• Objective 1:
Decide whether each statement, (a) through (c), agrees with the forum thread on no contact orders. Answer yes or no for each and quote the words from the thread that settle it.
(a) A third party such as the defendant's mother may call the plaintiff to pass on an apology.
(b) Every violation can lead to an arrest.
(c) The other party is barred from seeking the same order against the plaintiff.

• Extracted text:

################

# No contact order



## Guest (Jan 29, 2012)

Hello !
Just a quick question for information. If a family would like to make sure there is no
communication (phone calls, visits, emails, etc.) from another party in the same town, how does
that work? Does the police dept visit the other party with a notice?

Thanks !!


----------



## cousteau (Oct 31, 2011)

You need a good reason, i.e. legitimate harassment or fear of harm. An HPO or an RO, issued by the court, isn't to be taken lightly as it severely infringes on the defendant's liberties. Too often people seek these as a form of retribution, which should be criminal in and of itself. Nothing prohibits the other party from seeking the same against the plaintiff. Keep that in mind. As far as no communication, that means no contact. No phone calls, texts, letters, flowers, or third party contact. That means someone else, like the defendant's mother, can't call the plaintiff to tell them the defendant is sorry. All violations are arrestable. Don't know your circumstances, but don't be a dick. We have enough things to do besides serve orders and enforce them when they are bullshit. Oh yeah; just because someone says something you don't like doesn't mean it is harassment or a threat. Some people need to grow balls for themselves.


----------



## Guest (Jan 29, 2012)

Don't answer the phone when he/she calls, call the police if he/she is knocking on your door & won't go away, and delete his/her e-mails.

Asked and answered.


----------

################

• Listed entries:
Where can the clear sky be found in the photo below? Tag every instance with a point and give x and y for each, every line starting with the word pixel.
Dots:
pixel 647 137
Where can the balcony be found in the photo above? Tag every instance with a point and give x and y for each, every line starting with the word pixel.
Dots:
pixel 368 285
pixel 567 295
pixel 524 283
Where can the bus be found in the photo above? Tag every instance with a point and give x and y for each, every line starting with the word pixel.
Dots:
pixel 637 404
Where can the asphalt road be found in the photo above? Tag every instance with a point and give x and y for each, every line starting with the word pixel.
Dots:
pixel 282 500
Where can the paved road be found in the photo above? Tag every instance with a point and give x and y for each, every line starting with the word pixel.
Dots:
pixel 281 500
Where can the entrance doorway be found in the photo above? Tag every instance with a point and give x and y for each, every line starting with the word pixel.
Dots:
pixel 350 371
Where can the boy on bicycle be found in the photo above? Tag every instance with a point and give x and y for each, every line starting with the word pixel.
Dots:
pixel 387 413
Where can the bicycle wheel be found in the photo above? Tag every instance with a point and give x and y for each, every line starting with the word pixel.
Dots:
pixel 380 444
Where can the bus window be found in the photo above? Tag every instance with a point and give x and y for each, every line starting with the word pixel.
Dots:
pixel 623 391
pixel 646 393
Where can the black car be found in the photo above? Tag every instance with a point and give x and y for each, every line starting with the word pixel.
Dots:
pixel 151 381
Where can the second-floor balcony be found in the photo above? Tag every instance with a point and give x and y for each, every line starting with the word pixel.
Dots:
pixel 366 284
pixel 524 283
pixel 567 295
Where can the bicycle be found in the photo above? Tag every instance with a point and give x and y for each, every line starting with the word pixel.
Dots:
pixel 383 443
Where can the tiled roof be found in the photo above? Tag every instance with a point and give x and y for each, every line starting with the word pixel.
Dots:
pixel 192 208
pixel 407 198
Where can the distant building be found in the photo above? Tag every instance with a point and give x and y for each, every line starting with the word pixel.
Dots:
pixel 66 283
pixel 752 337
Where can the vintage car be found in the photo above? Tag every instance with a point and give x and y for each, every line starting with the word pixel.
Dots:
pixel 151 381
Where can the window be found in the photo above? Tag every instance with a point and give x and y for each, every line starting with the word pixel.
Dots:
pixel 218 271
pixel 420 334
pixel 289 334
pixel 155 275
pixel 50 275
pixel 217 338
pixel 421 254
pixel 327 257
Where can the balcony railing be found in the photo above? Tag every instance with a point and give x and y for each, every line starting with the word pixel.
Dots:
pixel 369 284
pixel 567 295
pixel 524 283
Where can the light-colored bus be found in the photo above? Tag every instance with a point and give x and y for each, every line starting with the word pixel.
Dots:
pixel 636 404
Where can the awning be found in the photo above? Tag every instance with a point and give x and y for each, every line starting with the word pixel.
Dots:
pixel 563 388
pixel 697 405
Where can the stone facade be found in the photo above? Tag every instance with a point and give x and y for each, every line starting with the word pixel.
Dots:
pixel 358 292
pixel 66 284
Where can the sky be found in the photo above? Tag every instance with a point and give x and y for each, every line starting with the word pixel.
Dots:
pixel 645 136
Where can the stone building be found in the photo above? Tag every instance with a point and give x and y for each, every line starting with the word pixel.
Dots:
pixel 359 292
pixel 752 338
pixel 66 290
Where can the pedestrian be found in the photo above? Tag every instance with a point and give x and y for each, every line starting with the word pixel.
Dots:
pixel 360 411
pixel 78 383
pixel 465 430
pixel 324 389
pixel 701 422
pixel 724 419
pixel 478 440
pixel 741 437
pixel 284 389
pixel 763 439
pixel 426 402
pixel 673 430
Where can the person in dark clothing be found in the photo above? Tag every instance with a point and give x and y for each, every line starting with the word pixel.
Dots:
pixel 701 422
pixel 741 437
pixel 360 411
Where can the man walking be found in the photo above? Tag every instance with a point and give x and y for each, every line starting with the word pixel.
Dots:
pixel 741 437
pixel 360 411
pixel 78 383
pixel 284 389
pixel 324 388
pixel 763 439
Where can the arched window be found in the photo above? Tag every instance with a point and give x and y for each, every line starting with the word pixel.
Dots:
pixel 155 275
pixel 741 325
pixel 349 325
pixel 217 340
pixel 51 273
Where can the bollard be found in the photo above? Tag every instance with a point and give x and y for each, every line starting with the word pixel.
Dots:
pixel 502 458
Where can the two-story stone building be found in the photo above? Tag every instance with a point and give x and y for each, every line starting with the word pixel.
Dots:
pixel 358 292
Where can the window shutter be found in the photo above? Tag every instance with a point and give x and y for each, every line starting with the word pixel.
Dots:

################

• Objective 2: In the listing, swap "Dots" for "Marks" from the line with "Where can the bus be" up to and including the line with "pixel 646 393". Give back only those lines.

• Full response 1:
(a) No: "someone else, like the defendant's mother, can't call the plaintiff to tell them the defendant is sorry."
(b) Yes: "All violations are arrestable."
(c) No: "Nothing prohibits the other party from seeking the same against the plaintiff."

• Full response 2:
Where can the bus be found in the photo above? Tag every instance with a point and give x and y for each, every line starting with the word pixel.
Marks:
pixel 637 404
Where can the asphalt road be found in the photo above? Tag every instance with a point and give x and y for each, every line starting with the word pixel.
Marks:
pixel 282 500
Where can the paved road be found in the photo above? Tag every instance with a point and give x and y for each, every line starting with the word pixel.
Marks:
pixel 281 500
Where can the entrance doorway be found in the photo above? Tag every instance with a point and give x and y for each, every line starting with the word pixel.
Marks:
pixel 350 371
Where can the boy on bicycle be found in the photo above? Tag every instance with a point and give x and y for each, every line starting with the word pixel.
Marks:
pixel 387 413
Where can the bicycle wheel be found in the photo above? Tag every instance with a point and give x and y for each, every line starting with the word pixel.
Marks:
pixel 380 444
Where can the bus window be found in the photo above? Tag every instance with a point and give x and y for each, every line starting with the word pixel.
Marks:
pixel 623 391
pixel 646 393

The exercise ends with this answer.